## [TEXT PASSAGE]
▶
As for plaintiffs’ final claim seeking relief on the grounds of negligent misrepresentation and violation of the Unfair and Deceptive Trade Practices Act, plaintiffs again challenge the authority of the Commission to impose monetary assessments per lot, expend the collected assessments on trust property, develop the southern trail between plaintiffs’ respective lots and Beaver Lake, and generally exercise dominion and control over the trust property—administrative duties in which the Commission has been engaged since at least 1996.
◀
## [TASK BRIEF]
Rewrite the passage on the plaintiffs' final claim, starting at "As for plaintiffs’" and ending at "at least 1996.". Swap "Commission" for "Board". The entries have nothing to do with this.

## [Region labeling entries]
▶
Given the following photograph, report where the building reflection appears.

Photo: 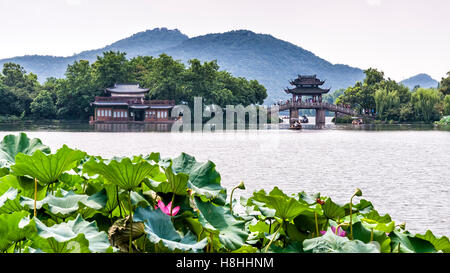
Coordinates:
[93,123,172,132]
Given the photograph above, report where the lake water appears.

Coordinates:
[0,119,450,236]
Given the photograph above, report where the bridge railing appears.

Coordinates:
[269,101,357,115]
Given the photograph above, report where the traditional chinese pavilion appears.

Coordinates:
[91,84,175,123]
[284,75,330,102]
[284,75,330,127]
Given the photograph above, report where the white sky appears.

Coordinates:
[0,0,450,81]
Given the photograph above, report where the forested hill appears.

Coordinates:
[0,28,364,103]
[400,74,439,90]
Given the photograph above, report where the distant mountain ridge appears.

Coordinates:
[0,28,370,104]
[400,73,439,90]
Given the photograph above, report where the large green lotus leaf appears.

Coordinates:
[146,159,189,195]
[245,196,276,219]
[322,198,345,220]
[389,231,436,253]
[20,190,107,218]
[416,230,450,253]
[133,207,207,252]
[195,197,249,250]
[353,222,391,253]
[361,218,395,233]
[303,228,380,253]
[32,215,112,253]
[298,191,320,205]
[252,187,310,222]
[0,188,22,214]
[83,157,160,191]
[0,133,50,177]
[172,153,227,205]
[11,145,86,185]
[0,211,33,251]
[0,175,47,200]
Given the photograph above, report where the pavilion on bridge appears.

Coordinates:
[284,75,330,103]
[90,84,175,123]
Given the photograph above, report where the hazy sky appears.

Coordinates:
[0,0,450,80]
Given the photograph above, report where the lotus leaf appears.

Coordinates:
[32,215,112,253]
[252,187,309,222]
[83,158,160,191]
[20,190,107,218]
[11,145,86,185]
[172,153,227,205]
[0,133,50,177]
[195,197,249,250]
[0,211,33,251]
[133,207,207,252]
[303,228,380,253]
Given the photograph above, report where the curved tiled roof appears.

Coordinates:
[105,84,150,94]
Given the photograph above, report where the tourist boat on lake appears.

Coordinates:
[89,84,176,124]
[300,115,309,123]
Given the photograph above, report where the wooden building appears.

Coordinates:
[284,75,330,102]
[90,84,175,123]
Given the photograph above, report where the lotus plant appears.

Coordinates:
[320,226,347,237]
[155,200,180,216]
[350,188,362,240]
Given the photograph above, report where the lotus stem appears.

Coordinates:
[117,186,122,218]
[34,178,37,217]
[128,190,133,253]
[230,181,245,215]
[350,188,362,240]
[314,211,319,237]
[264,224,283,253]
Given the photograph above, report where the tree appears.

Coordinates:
[411,88,441,122]
[92,51,132,88]
[57,60,102,119]
[30,90,56,119]
[443,95,450,115]
[439,71,450,96]
[143,54,186,103]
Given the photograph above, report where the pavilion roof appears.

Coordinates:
[290,75,325,86]
[284,87,330,96]
[105,84,150,94]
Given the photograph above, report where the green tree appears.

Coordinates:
[143,54,186,103]
[92,51,132,88]
[439,71,450,95]
[30,90,56,119]
[57,60,102,119]
[443,95,450,115]
[411,88,441,122]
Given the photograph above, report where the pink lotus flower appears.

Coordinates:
[320,226,347,237]
[155,200,180,216]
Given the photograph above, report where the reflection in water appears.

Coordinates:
[0,123,450,236]
[93,123,172,132]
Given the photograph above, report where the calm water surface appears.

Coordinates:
[0,119,450,236]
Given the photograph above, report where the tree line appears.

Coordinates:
[0,51,267,120]
[336,68,450,122]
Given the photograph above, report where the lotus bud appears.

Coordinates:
[236,181,245,190]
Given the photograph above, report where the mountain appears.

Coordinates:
[0,28,364,104]
[0,28,189,82]
[400,73,439,90]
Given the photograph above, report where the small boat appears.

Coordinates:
[300,116,309,123]
[352,118,363,125]
[289,121,302,130]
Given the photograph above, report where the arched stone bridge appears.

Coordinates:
[268,101,373,128]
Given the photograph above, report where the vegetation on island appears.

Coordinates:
[0,133,450,253]
[0,51,267,120]
[336,68,450,123]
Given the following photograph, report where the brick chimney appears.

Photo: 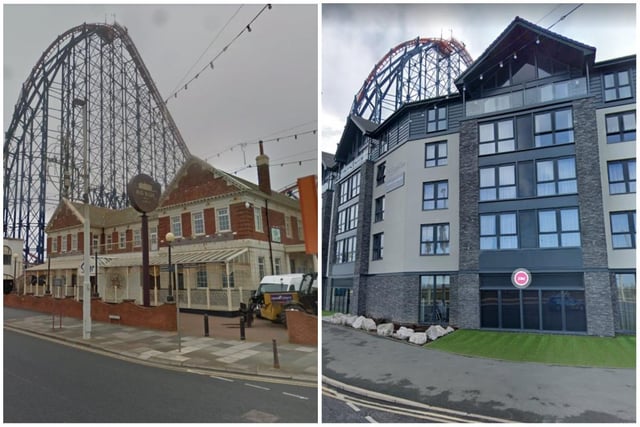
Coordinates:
[256,141,271,194]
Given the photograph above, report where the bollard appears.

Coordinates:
[273,340,280,369]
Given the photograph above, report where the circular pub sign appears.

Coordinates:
[511,268,531,289]
[127,173,161,213]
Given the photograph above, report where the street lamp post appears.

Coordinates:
[73,98,91,340]
[164,232,176,302]
[13,254,20,295]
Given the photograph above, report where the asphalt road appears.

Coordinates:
[3,330,318,423]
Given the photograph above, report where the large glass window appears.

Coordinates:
[420,224,449,255]
[538,208,580,248]
[422,181,449,211]
[216,208,231,231]
[424,141,448,168]
[479,119,516,156]
[420,275,450,323]
[371,233,384,261]
[191,212,204,235]
[534,109,574,147]
[611,211,636,249]
[480,165,516,202]
[374,196,384,222]
[340,173,360,204]
[480,213,518,250]
[607,159,636,194]
[171,215,182,237]
[615,273,636,331]
[427,108,447,132]
[536,157,578,196]
[605,111,636,144]
[604,70,631,102]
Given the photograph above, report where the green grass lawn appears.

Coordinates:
[426,329,636,368]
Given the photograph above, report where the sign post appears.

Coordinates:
[127,174,160,307]
[511,268,531,289]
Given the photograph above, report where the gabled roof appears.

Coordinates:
[335,114,378,162]
[455,16,596,91]
[159,155,299,211]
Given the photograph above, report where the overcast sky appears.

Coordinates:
[3,4,318,189]
[320,3,637,153]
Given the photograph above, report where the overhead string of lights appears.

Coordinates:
[164,4,272,104]
[463,3,583,90]
[232,157,318,175]
[205,129,318,161]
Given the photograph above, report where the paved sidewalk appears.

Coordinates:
[322,322,636,423]
[4,307,318,383]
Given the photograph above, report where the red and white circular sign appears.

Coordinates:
[511,268,531,289]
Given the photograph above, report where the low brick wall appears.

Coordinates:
[4,294,177,331]
[286,311,318,346]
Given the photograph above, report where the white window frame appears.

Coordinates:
[253,206,264,233]
[216,206,231,232]
[191,211,205,236]
[170,214,182,237]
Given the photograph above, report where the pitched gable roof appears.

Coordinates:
[455,16,596,92]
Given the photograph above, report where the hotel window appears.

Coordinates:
[615,273,636,331]
[191,212,204,235]
[258,256,267,280]
[296,218,304,240]
[480,165,516,201]
[196,265,208,288]
[538,208,580,248]
[605,111,636,144]
[216,208,231,231]
[424,141,448,168]
[376,162,386,185]
[604,71,631,102]
[611,211,636,249]
[222,271,235,289]
[480,213,518,250]
[171,215,182,237]
[253,207,264,233]
[607,159,636,194]
[335,236,356,264]
[478,119,516,156]
[284,215,292,238]
[371,233,384,261]
[340,172,360,204]
[420,224,449,255]
[133,228,142,248]
[338,205,358,233]
[534,108,573,147]
[536,157,578,196]
[422,181,449,211]
[427,108,447,132]
[419,275,451,323]
[374,196,384,222]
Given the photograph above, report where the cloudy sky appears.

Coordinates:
[3,4,318,189]
[320,3,637,153]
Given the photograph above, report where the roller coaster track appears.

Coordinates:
[351,37,472,123]
[3,23,190,263]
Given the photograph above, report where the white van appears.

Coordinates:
[255,273,304,297]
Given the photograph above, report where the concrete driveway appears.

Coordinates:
[322,322,636,423]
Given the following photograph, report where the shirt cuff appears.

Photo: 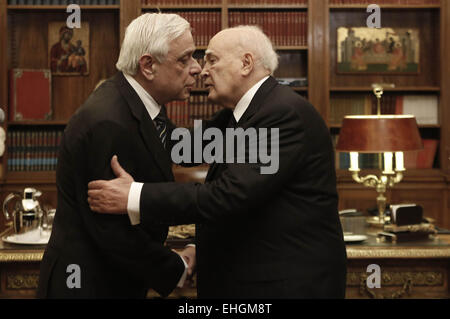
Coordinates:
[177,256,188,288]
[127,182,144,225]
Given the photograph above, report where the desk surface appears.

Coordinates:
[0,230,450,263]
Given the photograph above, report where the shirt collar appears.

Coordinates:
[233,76,269,123]
[123,73,161,120]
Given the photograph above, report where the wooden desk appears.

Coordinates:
[0,233,450,298]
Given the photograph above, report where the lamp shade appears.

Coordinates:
[336,115,423,153]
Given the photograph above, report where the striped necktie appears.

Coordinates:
[153,106,167,148]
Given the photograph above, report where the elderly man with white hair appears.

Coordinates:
[38,14,214,298]
[89,26,346,298]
◀
## [CORRECT OUTPUT]
As for plaintiffs’ final claim seeking relief on the grounds of negligent misrepresentation and violation of the Unfair and Deceptive Trade Practices Act, plaintiffs again challenge the authority of the Board to impose monetary assessments per lot, expend the collected assessments on trust property, develop the southern trail between plaintiffs’ respective lots and Beaver Lake, and generally exercise dominion and control over the trust property—administrative duties in which the Board has been engaged since at least 1996.